→ **Dataset entries**
- - -
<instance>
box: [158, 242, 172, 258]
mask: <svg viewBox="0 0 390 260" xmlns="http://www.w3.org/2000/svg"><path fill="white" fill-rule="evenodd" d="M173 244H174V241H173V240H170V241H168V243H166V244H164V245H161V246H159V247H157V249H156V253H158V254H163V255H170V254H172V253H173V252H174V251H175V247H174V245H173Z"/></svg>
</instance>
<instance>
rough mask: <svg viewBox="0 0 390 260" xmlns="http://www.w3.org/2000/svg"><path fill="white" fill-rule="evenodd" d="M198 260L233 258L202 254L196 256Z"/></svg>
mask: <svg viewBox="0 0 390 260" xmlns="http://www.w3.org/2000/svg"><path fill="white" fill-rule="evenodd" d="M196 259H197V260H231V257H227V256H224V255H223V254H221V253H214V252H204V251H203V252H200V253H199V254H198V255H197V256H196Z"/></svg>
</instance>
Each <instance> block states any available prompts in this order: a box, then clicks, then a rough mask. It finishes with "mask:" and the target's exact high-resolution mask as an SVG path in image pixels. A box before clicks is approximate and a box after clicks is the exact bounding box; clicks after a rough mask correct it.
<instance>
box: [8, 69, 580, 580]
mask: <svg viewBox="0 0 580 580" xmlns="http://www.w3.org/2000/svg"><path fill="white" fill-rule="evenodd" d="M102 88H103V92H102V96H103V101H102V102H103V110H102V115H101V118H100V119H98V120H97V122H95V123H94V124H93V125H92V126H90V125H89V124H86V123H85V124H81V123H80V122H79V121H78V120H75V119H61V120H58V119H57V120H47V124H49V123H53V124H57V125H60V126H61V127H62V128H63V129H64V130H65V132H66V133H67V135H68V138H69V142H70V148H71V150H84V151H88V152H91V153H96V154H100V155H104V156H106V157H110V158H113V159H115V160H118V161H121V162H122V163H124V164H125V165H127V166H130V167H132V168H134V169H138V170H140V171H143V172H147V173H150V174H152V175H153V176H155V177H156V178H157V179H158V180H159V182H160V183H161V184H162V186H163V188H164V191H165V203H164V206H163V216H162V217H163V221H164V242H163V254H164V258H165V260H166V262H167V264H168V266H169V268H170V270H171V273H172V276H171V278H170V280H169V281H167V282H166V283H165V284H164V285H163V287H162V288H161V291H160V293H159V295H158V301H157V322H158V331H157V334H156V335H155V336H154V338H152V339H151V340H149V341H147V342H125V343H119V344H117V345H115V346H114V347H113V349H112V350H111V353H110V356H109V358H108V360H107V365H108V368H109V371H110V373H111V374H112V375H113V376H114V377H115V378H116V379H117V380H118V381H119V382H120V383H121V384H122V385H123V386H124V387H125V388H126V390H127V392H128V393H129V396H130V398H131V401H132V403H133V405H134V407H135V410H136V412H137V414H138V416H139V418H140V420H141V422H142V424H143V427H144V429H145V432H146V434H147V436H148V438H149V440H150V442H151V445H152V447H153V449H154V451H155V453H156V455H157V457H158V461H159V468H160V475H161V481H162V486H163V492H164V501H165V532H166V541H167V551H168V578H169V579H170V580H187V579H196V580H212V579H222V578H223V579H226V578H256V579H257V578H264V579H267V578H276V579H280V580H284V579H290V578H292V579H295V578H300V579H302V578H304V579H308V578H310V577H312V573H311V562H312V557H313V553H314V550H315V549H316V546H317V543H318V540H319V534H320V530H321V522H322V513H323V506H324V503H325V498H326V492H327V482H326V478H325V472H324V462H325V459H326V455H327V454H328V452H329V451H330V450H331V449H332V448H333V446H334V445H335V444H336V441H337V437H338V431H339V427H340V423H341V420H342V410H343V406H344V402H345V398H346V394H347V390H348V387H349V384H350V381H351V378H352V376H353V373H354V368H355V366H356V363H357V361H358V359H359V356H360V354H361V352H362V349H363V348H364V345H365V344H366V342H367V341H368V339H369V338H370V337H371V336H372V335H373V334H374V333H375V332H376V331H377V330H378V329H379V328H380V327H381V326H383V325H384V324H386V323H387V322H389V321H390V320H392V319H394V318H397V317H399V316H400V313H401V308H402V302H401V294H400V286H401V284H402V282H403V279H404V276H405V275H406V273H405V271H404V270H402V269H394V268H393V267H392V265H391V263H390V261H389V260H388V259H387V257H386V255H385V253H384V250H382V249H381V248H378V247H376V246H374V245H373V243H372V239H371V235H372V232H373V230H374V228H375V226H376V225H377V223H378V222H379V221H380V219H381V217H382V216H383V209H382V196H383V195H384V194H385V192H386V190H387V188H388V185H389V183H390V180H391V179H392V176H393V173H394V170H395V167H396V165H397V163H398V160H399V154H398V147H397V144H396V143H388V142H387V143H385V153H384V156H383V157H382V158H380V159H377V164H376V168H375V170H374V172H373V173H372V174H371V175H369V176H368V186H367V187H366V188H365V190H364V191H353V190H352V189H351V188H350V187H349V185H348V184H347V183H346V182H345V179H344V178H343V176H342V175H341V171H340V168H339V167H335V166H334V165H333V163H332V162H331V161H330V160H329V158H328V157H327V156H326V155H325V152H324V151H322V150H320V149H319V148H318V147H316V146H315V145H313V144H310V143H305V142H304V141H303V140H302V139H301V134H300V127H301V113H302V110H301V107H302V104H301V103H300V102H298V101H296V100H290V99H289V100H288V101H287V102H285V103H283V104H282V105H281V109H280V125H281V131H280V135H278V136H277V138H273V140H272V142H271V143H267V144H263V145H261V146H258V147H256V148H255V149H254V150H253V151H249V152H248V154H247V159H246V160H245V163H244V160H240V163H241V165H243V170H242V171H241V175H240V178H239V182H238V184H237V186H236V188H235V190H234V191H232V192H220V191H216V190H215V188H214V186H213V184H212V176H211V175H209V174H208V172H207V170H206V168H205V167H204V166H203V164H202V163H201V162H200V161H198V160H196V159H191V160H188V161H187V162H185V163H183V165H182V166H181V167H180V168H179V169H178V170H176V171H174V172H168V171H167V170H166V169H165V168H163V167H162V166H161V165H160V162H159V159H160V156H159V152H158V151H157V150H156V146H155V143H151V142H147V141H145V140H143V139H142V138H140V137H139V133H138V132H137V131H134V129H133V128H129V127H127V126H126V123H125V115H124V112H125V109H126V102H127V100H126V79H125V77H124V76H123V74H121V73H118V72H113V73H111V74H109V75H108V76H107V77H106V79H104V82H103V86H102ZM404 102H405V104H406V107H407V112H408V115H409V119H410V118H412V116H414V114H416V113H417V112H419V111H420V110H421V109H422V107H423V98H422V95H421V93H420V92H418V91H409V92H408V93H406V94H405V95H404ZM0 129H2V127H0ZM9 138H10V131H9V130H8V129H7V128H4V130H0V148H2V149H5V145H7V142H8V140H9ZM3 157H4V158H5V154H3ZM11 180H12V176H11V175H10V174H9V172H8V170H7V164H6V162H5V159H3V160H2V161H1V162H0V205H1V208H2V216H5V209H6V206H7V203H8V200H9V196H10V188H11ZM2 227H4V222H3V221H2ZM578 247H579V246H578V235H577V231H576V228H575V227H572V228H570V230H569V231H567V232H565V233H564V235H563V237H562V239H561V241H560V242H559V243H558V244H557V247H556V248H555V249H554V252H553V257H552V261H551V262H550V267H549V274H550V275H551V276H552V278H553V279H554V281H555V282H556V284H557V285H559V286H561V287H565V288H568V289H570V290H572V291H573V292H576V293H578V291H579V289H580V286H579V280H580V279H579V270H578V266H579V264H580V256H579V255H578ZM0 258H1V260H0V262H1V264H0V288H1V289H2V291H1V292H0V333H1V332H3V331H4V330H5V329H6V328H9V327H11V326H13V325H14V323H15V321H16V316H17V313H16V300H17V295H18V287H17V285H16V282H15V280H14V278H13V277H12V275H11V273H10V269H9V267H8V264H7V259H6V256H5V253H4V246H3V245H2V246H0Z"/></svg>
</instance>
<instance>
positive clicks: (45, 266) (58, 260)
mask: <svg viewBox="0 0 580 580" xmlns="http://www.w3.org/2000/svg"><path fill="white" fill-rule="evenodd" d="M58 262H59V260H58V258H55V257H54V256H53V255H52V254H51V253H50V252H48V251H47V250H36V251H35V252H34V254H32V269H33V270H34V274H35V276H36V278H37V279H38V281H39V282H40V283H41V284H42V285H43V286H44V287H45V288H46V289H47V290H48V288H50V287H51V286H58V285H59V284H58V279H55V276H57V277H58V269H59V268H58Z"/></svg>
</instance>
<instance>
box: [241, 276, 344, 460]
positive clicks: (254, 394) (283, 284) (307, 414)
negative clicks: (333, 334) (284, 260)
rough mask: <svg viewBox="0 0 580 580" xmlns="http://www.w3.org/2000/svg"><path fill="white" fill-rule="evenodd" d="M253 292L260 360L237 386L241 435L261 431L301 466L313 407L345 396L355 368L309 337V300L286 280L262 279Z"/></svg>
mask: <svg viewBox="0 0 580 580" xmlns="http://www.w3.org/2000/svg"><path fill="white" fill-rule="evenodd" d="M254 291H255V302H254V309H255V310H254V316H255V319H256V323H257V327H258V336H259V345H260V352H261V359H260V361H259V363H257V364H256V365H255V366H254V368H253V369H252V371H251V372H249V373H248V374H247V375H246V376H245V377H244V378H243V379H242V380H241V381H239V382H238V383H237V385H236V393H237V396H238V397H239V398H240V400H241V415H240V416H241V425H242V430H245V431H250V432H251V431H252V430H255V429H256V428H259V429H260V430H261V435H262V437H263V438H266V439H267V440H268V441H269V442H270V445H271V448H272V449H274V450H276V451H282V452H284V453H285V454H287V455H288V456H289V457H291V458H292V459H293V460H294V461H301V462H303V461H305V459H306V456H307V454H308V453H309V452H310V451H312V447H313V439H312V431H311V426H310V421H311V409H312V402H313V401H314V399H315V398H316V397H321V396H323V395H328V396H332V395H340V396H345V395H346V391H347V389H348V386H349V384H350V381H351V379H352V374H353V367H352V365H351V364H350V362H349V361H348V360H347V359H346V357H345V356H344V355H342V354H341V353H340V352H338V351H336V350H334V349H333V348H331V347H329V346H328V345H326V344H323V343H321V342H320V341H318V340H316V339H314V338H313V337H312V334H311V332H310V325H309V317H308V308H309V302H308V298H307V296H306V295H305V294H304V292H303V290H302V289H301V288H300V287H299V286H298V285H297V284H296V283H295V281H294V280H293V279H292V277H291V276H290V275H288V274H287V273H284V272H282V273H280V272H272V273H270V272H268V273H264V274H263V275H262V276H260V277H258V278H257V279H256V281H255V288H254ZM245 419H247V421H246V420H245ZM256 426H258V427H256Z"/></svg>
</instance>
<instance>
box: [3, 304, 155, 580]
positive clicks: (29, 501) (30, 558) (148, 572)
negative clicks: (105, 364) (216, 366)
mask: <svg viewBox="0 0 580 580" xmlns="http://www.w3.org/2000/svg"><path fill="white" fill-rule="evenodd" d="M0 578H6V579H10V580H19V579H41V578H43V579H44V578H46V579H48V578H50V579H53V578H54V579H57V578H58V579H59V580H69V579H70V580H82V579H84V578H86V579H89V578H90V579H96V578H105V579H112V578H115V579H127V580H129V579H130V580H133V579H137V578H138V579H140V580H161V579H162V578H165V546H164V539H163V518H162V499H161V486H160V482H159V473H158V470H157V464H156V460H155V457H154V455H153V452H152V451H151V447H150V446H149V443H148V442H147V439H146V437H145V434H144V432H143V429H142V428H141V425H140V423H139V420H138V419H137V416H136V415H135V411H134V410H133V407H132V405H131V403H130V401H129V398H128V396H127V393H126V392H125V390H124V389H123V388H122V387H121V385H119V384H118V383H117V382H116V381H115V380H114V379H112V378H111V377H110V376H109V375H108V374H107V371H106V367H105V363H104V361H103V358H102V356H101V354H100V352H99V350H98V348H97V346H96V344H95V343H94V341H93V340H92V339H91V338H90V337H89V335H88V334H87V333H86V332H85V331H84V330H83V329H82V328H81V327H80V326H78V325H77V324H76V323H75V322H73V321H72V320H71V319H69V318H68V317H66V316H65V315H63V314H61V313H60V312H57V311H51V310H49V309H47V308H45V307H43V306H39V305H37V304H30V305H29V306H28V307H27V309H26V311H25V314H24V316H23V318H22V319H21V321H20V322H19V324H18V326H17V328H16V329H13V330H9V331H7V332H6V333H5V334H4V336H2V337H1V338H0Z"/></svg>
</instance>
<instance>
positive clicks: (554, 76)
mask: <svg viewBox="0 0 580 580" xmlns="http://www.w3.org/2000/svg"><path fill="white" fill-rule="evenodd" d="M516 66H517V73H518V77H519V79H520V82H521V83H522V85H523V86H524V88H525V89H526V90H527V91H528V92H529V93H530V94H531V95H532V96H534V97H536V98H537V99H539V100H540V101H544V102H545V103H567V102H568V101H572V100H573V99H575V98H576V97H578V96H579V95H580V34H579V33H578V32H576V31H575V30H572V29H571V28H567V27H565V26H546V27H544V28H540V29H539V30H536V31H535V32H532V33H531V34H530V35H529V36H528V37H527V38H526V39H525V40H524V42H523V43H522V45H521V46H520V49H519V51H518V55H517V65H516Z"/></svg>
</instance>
- - -
→ **WHAT YOU ARE ASKED TO DO**
Repeat the lines from the start of the items through the line holding "box: [8, 69, 580, 580]", inclusive.

→ **TASK RESULT**
<instance>
box: [158, 242, 172, 258]
mask: <svg viewBox="0 0 390 260" xmlns="http://www.w3.org/2000/svg"><path fill="white" fill-rule="evenodd" d="M173 244H174V241H173V240H170V241H168V243H166V244H164V245H161V246H159V247H157V249H156V253H158V254H163V255H170V254H172V253H173V252H174V251H175V247H174V245H173Z"/></svg>
</instance>
<instance>
rough mask: <svg viewBox="0 0 390 260" xmlns="http://www.w3.org/2000/svg"><path fill="white" fill-rule="evenodd" d="M198 260L233 258L202 254L196 256Z"/></svg>
mask: <svg viewBox="0 0 390 260" xmlns="http://www.w3.org/2000/svg"><path fill="white" fill-rule="evenodd" d="M196 259H197V260H231V257H227V256H224V255H223V254H221V253H214V252H204V251H203V252H200V253H199V254H198V255H197V256H196Z"/></svg>
</instance>
Each <instance> block states any available prompts in this order: a box, then clicks, then a rough mask. It finishes with "mask:" and the target's exact high-resolution mask as an SVG path in image pixels. A box before clicks is approximate and a box after clicks is the exact bounding box; clicks after a rough mask correct it.
<instance>
box: [8, 69, 580, 580]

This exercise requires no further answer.